> _Aim_
Write out again every line in the entries, starting with the line that contains "Return one point per instance of the prayer book, written" and going on through the line that contains "x=278, y=147", with both of those lines and the requests included. Adjust each coordinate in the answers by adding -110 to it, and leave the requests unchanged.

> _Data supplied_
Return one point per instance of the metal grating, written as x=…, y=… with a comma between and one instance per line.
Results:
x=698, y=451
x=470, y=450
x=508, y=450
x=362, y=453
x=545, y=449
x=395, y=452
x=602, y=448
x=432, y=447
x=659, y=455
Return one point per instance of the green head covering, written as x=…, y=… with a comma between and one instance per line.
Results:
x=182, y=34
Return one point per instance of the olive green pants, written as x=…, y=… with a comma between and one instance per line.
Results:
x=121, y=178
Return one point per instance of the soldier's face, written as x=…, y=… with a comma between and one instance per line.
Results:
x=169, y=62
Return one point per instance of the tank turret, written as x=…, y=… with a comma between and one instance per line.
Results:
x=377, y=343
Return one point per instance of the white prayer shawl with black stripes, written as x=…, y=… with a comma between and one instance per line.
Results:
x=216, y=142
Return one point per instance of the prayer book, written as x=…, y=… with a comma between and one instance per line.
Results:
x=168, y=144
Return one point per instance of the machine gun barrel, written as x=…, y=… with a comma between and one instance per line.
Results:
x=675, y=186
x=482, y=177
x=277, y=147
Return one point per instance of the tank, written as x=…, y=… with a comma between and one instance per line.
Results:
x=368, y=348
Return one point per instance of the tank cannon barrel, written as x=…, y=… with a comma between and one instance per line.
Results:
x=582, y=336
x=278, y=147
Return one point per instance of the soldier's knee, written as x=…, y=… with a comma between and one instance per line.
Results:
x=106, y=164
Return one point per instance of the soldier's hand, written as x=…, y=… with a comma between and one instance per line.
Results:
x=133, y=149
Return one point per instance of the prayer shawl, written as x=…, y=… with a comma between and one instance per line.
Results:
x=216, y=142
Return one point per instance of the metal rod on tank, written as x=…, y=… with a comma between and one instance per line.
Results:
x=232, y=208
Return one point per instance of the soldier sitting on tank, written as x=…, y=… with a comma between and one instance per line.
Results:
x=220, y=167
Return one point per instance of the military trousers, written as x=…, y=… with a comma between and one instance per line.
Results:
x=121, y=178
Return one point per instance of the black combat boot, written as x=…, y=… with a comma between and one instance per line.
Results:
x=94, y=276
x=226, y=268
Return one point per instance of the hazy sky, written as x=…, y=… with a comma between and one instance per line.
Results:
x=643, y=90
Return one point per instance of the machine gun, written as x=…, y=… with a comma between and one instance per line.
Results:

> _Complete answer_
Return one point per instance of the prayer book, written as x=…, y=… with a comma between and one instance per line.
Results:
x=58, y=34
Return one point per instance of the machine gun barrel, written as x=…, y=… with a comma between and one instance per line.
Results:
x=565, y=76
x=372, y=67
x=167, y=37
Return one point per instance of the tank, written as x=…, y=… with a comma between and one instance per line.
Results:
x=258, y=238
Return one point per instance of the tank cannon barrel, written as x=…, y=… with a comma between and one instance per line.
Results:
x=472, y=226
x=168, y=37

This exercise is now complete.